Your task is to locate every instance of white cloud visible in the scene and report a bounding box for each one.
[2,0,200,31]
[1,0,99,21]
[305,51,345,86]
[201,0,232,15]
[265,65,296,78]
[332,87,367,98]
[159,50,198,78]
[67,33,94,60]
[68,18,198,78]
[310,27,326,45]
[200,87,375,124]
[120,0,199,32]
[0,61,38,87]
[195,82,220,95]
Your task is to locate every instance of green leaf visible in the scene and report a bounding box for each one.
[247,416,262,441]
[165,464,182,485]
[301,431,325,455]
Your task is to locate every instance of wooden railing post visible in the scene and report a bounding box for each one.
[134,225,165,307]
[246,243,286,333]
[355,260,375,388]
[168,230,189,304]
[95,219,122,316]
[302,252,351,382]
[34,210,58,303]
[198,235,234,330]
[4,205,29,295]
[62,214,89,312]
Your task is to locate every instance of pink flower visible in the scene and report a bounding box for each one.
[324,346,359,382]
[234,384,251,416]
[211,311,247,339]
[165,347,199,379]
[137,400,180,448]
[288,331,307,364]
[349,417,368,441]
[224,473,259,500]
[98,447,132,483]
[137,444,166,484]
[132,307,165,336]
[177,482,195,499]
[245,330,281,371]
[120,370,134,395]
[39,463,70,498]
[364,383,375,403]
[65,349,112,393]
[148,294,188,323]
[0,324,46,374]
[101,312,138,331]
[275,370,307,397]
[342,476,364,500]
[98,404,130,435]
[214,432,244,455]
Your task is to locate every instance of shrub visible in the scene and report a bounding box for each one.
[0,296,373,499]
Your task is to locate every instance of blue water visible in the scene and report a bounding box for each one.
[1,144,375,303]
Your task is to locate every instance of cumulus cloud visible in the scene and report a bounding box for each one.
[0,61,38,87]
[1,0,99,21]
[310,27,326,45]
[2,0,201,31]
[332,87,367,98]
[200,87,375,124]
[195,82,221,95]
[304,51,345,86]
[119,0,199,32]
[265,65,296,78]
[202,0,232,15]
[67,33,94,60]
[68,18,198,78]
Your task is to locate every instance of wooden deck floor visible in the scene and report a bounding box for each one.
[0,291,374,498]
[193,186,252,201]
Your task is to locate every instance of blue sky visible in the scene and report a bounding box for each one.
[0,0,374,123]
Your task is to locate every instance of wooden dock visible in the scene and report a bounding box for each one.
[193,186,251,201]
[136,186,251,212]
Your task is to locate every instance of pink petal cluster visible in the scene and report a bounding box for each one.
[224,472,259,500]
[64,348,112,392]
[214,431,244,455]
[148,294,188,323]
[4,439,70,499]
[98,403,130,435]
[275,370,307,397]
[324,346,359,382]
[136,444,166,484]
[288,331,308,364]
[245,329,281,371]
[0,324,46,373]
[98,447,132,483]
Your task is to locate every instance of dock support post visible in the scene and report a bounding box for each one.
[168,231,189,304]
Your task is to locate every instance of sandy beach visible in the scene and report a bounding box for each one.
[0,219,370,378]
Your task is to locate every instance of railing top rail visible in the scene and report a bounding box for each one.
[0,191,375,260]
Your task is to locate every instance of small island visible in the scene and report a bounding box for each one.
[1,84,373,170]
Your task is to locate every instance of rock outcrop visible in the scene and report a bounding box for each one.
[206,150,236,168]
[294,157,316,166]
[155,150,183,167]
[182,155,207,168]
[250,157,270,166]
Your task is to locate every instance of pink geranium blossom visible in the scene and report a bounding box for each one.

--------------------------------------------------

## PROBLEM
The listing above must be written out again in its entirety, exactly as given.

## RESPONSE TO THE TASK
Your task is to locate every instance of white cloud visible in the scene and report a bounding box for each one.
[2,0,200,31]
[1,0,99,21]
[305,51,345,86]
[201,0,232,15]
[265,65,296,78]
[332,87,367,98]
[159,50,198,78]
[67,33,94,60]
[68,18,198,78]
[310,27,326,45]
[200,87,375,124]
[120,0,199,32]
[0,61,38,87]
[195,82,220,95]
Your task is to locate every instance of green leaf visible in the scene and report a bounding box for each one.
[247,416,262,441]
[165,464,182,485]
[301,431,325,455]
Your task is to locate every instance of wooden railing post visible in the scene and report a bounding box for each one.
[134,225,165,307]
[246,243,286,333]
[355,260,375,388]
[168,230,189,304]
[95,219,122,316]
[302,252,351,382]
[34,210,58,303]
[198,235,234,330]
[4,205,29,295]
[62,214,89,312]
Your task is to locate every instance of pink flower visible in the scene and report a bounding box for each one.
[324,346,359,382]
[234,384,251,416]
[211,311,247,339]
[165,347,199,379]
[137,400,180,448]
[288,331,307,364]
[349,417,368,441]
[224,473,259,500]
[98,447,132,483]
[137,444,166,484]
[132,307,165,336]
[177,482,195,499]
[245,330,281,371]
[120,370,134,395]
[39,463,70,498]
[364,383,375,403]
[65,349,112,393]
[148,294,188,323]
[0,324,46,374]
[101,312,138,331]
[275,370,307,397]
[342,476,364,500]
[98,404,130,435]
[214,432,244,455]
Your task is to locate every instance of shrub visible in the scene and report a bounding box for each one.
[0,296,373,499]
Your task is to locate every instance of blue water visible in the scene and report a bounding box for each one.
[1,144,375,303]
Your task is to locate every instance of cumulus cloud visible in the scene and report a bounding box for each one.
[0,61,38,87]
[1,0,99,21]
[310,27,326,45]
[2,0,201,31]
[332,87,367,98]
[200,87,375,124]
[195,82,221,95]
[304,51,345,86]
[119,0,199,32]
[265,65,296,78]
[202,0,232,15]
[67,33,94,60]
[68,18,198,78]
Your task is to locate every instance of wooden deck floor visible in the scene and report a bounding box for each one.
[0,291,374,498]
[193,186,252,201]
Your task is to locate every instance of blue sky visible in the scene and report a bounding box for each one.
[0,0,374,123]
Your task is to locate every instance of wooden dock visible in the scene and report a bounding box for each one.
[193,186,251,201]
[136,186,251,212]
Your task is to locate every instance of pink petal cluster visible in the scene and report a bounding box for each one.
[224,472,259,500]
[64,348,112,392]
[214,431,244,455]
[148,294,188,323]
[4,439,70,499]
[98,403,130,435]
[275,370,307,397]
[324,346,359,382]
[136,444,166,484]
[288,331,308,364]
[245,329,281,371]
[0,324,46,373]
[98,447,132,483]
Your task is to locate every instance of dock support post visible in the scene and report a bounding box for each one.
[168,231,189,304]
Your task is to locate every instance of sandy beach visible in the scene and report a bounding box for each one.
[0,219,370,378]
Your task is to locate every instance of railing top rail visible in the scene and report a bounding box for each one.
[0,191,375,260]
Your task is to locate every instance of small island visible in the scene and report a bounding box for each one.
[1,84,373,170]
Your task is to locate every instance of rock outcrop visible in the scene and report a bounding box for each one.
[206,150,236,168]
[294,157,316,166]
[155,150,183,167]
[182,155,207,168]
[250,157,270,166]
Your task is to locate every instance of pink geranium blossom visible in the scene and report a bounding box for each one.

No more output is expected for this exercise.